(Records drawn from a dataset)
[Start of section]

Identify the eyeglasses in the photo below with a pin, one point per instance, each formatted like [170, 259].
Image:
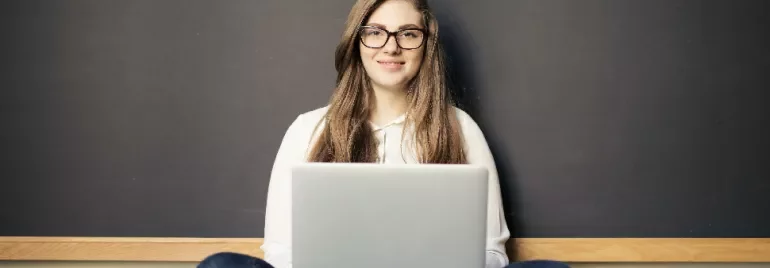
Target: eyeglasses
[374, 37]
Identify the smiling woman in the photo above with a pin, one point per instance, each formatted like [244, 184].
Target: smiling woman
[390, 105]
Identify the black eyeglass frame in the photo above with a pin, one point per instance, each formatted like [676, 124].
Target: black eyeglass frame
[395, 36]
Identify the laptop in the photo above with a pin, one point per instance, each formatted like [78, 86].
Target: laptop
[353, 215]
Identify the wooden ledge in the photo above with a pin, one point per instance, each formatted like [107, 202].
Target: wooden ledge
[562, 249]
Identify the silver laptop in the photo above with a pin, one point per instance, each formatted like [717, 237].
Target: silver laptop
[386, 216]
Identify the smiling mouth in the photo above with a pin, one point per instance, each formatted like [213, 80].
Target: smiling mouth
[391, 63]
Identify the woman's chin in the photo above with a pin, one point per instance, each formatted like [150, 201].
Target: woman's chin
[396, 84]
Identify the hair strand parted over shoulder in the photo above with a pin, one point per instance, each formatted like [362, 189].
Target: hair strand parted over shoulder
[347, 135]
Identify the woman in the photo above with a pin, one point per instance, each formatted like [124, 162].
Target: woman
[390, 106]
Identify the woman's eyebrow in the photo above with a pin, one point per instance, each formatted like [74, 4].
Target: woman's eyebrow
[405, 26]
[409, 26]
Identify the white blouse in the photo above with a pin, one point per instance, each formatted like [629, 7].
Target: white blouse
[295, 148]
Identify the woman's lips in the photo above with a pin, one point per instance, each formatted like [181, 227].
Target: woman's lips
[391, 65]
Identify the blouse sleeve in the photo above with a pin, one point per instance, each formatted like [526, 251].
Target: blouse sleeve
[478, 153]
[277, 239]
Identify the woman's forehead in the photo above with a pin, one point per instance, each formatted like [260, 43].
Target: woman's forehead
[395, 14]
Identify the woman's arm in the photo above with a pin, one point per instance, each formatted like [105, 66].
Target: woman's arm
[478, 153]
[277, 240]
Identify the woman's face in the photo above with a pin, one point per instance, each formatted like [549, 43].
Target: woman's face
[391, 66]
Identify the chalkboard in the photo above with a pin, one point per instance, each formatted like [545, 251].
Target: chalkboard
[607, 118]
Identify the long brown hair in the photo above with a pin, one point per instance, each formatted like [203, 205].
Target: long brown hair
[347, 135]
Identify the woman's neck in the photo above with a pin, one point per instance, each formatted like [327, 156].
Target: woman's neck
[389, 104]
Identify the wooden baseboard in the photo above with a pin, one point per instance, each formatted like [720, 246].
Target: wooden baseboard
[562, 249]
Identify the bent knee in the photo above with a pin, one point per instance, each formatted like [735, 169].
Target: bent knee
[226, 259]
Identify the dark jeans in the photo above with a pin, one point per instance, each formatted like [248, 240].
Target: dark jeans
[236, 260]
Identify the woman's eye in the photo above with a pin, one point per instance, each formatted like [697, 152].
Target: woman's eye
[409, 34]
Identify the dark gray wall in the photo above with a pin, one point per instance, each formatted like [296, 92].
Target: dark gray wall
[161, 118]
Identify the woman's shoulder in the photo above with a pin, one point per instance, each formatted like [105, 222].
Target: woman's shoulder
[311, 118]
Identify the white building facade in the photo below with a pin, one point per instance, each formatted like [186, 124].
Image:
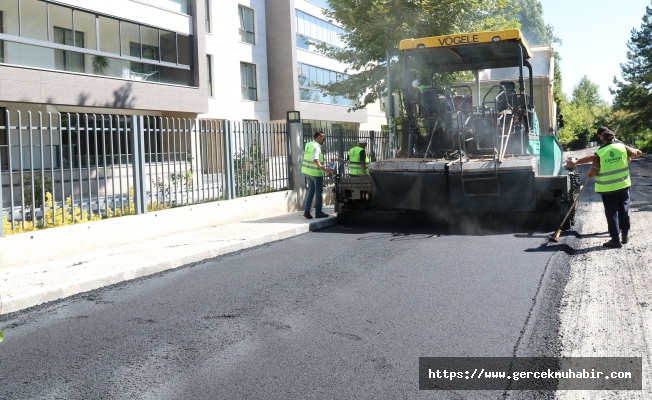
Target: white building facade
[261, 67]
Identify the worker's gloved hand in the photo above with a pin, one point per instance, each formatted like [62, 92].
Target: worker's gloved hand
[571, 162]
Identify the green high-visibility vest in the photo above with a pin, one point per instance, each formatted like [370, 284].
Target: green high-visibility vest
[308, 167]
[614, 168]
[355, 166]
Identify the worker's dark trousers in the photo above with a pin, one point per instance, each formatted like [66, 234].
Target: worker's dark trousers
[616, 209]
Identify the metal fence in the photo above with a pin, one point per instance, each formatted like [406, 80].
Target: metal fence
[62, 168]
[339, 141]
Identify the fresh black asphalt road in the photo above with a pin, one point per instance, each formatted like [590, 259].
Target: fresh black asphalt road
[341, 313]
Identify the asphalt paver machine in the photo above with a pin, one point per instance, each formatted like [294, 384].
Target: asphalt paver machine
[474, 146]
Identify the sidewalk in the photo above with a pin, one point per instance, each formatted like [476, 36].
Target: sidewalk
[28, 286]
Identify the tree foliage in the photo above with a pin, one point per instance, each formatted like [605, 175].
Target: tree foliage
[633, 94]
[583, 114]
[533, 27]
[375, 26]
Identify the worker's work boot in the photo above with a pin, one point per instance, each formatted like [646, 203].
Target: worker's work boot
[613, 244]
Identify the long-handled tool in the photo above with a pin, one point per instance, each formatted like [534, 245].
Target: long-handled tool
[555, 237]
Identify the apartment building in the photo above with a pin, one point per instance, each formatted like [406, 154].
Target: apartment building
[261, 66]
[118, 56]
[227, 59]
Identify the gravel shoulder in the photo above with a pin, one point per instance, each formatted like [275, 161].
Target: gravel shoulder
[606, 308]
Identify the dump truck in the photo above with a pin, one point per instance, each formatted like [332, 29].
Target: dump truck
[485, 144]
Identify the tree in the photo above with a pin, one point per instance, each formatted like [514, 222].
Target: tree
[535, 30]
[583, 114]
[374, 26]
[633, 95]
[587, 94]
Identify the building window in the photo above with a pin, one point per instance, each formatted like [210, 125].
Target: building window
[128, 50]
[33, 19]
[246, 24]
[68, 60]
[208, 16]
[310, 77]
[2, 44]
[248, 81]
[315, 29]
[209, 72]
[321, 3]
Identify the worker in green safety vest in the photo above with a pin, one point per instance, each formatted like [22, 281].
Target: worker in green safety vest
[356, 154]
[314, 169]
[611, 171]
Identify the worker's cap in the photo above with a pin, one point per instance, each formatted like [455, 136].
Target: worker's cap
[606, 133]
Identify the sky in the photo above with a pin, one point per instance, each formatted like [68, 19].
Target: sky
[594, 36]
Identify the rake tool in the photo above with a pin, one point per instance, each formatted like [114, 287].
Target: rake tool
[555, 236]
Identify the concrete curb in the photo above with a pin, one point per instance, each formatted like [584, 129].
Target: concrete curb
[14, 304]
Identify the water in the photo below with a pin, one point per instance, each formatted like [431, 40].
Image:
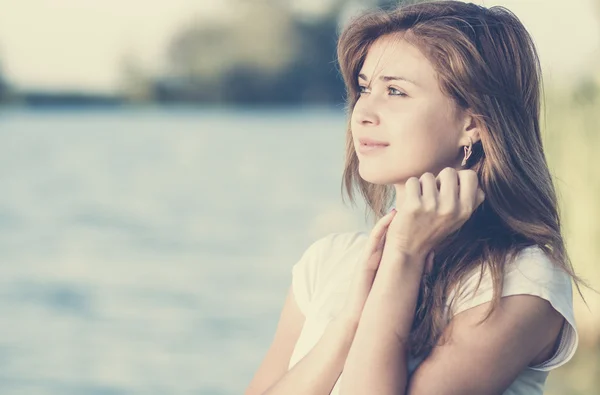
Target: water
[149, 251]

[End of section]

Tally the lines in the records that contain the word "below"; the answer is that number and nothing more.

3